● **DÉFIS**
(a) Traduisez en anglais cette phrase de l'entretien avec Sachin : « Il a commencé son périple au Portugal avant de se rendre en Hongrie à Budapest. »
(b) Reprenez l'entretien avec Sachin sur les soldats indiens en Flandre, à la suite de sa dernière phrase.

● **TEXTE FOURNI**

───

Publié le 27/03/2025 par Malko Douglas Tolley, Cyril Desmet et Vinnie Ky-Maka / Catégorie: Entrevue

Sachin, mémoire d’un soldat inconnu : de l’Inde rurale aux Flandres


Sachin est un réalisateur venu du Rajasthan, en Inde, dans le cadre de la formation Doc Nomads pour étudier le cinéma en Europe. Il a commencé son périple au Portugal avant de se rendre en Hongrie à Budapest. Son séjour européen s’est clôturé en Belgique à Luka, School of Arts à Bruxelles avec la réalisation de son court-métrage In Flanders Fields, gagnant du prix du jury Cinergie au festival En Ville!. Il a également obtenu de nombreuses mentions en Inde, notamment la mention spéciale au Emami Art Experimental Film Festival 2024 (EAEFF).  

 

Cinergie : Comment avez-vous eu l’idée de traiter ce sujet sur l’histoire des soldats indiens envoyés combattre en Flandre durant la Première Guerre mondiale ?

───

● **DONNÉES PRÉSENTÉES**

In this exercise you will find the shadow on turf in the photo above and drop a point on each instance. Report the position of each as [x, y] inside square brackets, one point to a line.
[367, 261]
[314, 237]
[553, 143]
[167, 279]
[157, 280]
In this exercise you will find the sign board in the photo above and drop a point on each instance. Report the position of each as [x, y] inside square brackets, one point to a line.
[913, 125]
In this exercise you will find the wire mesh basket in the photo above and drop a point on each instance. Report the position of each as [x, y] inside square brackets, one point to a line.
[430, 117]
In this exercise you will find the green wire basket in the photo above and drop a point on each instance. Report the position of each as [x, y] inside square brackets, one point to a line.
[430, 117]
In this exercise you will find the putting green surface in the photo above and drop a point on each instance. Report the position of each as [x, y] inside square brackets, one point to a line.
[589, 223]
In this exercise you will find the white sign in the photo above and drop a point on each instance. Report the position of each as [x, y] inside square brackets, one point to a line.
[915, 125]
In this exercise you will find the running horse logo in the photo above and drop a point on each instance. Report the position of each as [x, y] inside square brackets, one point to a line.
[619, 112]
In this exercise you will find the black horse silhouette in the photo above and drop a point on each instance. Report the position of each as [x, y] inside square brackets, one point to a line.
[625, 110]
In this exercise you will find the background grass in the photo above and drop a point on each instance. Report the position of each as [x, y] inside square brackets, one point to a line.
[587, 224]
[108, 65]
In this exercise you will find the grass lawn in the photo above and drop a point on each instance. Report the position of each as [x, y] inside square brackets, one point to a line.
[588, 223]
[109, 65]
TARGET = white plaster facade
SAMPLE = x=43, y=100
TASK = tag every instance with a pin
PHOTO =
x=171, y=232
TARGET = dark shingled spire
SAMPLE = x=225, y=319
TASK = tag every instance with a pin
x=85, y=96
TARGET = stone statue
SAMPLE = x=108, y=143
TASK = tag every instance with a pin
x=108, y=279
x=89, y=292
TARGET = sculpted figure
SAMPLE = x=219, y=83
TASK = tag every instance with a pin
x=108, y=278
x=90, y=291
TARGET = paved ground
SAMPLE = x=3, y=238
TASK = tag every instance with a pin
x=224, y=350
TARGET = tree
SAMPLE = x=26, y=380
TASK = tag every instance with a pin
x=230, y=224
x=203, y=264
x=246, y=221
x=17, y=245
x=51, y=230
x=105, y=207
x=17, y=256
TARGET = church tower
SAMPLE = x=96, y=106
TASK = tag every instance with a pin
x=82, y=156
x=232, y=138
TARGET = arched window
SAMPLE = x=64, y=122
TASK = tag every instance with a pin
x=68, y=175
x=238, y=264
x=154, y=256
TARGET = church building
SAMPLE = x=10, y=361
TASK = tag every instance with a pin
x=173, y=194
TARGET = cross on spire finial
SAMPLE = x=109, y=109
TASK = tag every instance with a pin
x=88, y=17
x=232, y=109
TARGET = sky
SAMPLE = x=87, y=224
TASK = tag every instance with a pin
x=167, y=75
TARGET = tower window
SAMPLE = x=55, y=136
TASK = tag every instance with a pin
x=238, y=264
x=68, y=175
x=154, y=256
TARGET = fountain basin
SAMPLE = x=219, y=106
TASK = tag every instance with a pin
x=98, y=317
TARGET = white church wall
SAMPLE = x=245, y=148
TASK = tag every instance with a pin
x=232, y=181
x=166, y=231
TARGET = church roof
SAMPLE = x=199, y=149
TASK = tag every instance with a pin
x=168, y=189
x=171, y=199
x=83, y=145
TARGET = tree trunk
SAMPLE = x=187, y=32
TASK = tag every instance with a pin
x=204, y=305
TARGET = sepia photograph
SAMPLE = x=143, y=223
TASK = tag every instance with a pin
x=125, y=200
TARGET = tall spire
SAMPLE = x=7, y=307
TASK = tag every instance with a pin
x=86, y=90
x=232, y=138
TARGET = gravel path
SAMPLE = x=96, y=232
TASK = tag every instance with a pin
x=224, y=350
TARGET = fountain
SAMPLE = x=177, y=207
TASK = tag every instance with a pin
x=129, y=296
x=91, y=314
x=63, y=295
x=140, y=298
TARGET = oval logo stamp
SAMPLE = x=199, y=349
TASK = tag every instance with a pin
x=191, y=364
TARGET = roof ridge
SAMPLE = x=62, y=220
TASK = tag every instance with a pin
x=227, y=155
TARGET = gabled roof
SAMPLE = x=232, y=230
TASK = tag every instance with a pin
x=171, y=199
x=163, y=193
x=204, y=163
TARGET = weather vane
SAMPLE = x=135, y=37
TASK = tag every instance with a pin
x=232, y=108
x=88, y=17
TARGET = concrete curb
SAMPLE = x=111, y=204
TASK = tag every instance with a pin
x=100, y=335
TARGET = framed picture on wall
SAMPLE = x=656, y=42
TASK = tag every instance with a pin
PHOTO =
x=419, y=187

───

● **RÉSULTATS**
(a) He began his journey in Portugal before going on to Budapest, in Hungary.

(b)
Sachin : Je suis originaire du Rajasthan. Que ce soit au Portugal, en Hongrie ou en Belgique, j’ai à chaque fois eu le besoin de retourner vers le monde rural dont je suis originaire. J’ai beaucoup pris le train durant mon séjour en Europe afin de me rendre dans la nature, notamment dans les champs, en Flandre. C’est comme ça que j’ai appris ce pan de l’histoire et que l’idée m’est venue de traiter ce sujet en lien avec l’histoire de mon pays. J’ai vu beaucoup de cimetières de guerre durant ces périples dans le monde rural et je suis tombé sur ces noms indiens. Je suis resté choqué de voir ça et je me suis intéressé au sujet.

 

C. : Votre film est la narration d’une lettre qui date de la Première Guerre mondiale. Comment avez-vous trouvé cette correspondance ? Quelle est l’histoire de ce texte ?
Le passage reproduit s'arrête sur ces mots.